--- TASK DETAILS ---
All lines in the material containing the word "carpet" need to be copied.
EXCERPTED RECORDS START
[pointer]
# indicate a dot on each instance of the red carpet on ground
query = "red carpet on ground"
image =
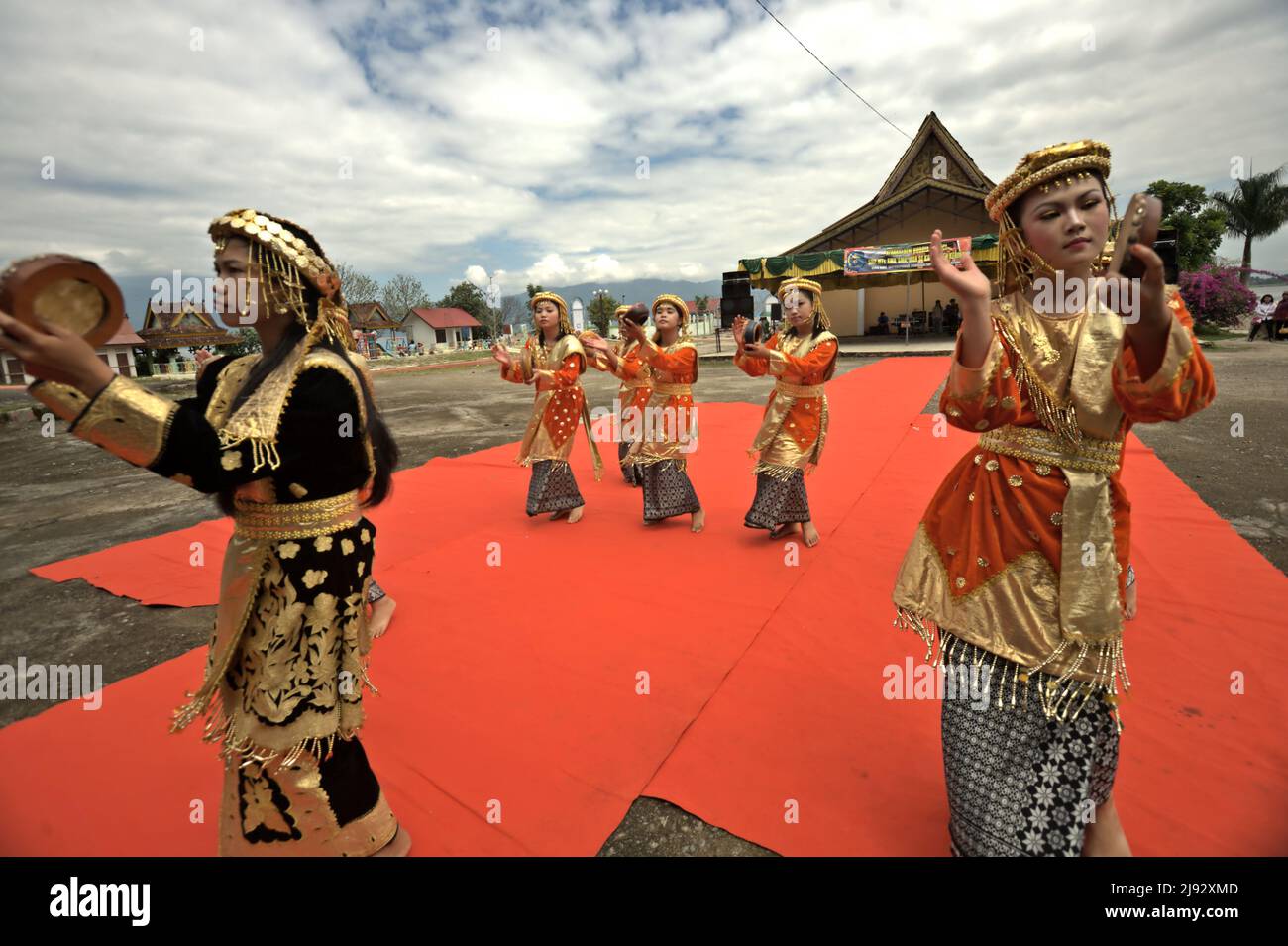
(764, 676)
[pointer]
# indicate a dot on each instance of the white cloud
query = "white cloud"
(407, 145)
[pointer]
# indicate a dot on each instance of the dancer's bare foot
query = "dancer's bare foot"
(398, 847)
(381, 613)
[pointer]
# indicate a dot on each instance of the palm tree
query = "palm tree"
(1257, 209)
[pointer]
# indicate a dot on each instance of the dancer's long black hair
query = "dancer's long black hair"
(382, 448)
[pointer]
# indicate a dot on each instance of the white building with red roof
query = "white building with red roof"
(449, 327)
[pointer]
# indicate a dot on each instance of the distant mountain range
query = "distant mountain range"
(138, 291)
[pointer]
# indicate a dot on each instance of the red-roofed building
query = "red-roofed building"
(433, 327)
(117, 354)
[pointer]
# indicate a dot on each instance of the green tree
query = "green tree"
(472, 299)
(357, 287)
(400, 295)
(1199, 226)
(246, 344)
(1257, 207)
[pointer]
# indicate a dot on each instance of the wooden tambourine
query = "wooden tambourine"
(62, 289)
(1138, 226)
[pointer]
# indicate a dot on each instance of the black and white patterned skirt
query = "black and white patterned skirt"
(668, 491)
(630, 472)
(778, 501)
(1020, 784)
(553, 488)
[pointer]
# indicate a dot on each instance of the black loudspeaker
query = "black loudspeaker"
(735, 297)
(735, 286)
(735, 306)
(1166, 248)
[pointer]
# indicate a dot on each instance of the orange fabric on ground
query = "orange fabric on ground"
(778, 700)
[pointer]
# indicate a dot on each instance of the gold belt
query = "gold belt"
(671, 387)
(1041, 446)
(799, 390)
(295, 520)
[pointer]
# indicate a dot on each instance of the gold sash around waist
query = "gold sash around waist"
(295, 520)
(671, 387)
(800, 390)
(1041, 446)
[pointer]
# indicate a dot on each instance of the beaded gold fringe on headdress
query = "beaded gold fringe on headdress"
(815, 291)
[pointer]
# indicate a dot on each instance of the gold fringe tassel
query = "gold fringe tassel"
(1061, 697)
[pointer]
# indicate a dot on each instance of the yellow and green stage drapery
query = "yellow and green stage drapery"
(827, 266)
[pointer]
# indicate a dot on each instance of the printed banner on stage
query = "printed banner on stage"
(898, 258)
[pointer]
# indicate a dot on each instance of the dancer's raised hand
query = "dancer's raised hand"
(967, 282)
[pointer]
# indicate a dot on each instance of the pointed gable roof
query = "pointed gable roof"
(181, 325)
(917, 170)
(932, 141)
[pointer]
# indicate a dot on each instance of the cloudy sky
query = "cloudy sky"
(567, 143)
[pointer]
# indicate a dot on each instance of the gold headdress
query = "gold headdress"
(682, 309)
(814, 289)
(565, 325)
(1059, 163)
(288, 258)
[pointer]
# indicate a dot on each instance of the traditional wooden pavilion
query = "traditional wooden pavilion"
(181, 325)
(934, 184)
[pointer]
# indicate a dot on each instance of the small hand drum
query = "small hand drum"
(1138, 226)
(62, 289)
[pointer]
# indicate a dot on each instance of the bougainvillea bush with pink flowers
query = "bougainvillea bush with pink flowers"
(1215, 296)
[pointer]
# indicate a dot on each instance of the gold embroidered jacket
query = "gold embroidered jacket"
(1022, 549)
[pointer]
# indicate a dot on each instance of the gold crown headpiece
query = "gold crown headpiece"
(287, 258)
(814, 289)
(565, 325)
(682, 308)
(1052, 166)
EXCERPTED RECORDS END
--- TASK RESULT ---
# indicate a dot on each instance of the red carpet on ground
query = "red carpet on ground"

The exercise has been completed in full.